> [Exercise] Nothing but the line containing "Target: driveway apron" and the lines that follow it to the end of the material below should appear in the answer, each copied exactly.

> [Supplied records]
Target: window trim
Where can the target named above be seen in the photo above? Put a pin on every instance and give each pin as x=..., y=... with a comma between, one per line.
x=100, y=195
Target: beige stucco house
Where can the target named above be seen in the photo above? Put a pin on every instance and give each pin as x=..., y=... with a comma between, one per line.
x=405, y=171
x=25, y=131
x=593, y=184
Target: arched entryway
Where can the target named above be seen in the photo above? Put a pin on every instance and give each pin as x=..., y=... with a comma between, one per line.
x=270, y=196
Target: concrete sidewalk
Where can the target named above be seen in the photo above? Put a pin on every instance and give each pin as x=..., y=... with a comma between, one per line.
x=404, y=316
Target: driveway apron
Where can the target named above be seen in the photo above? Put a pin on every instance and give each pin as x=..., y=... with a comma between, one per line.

> [Answer to the exercise]
Target: driveway apron
Where can the target named above be seen in the photo above? Put a pin on every instance and give each pin as x=..., y=... with a comma between, one per line.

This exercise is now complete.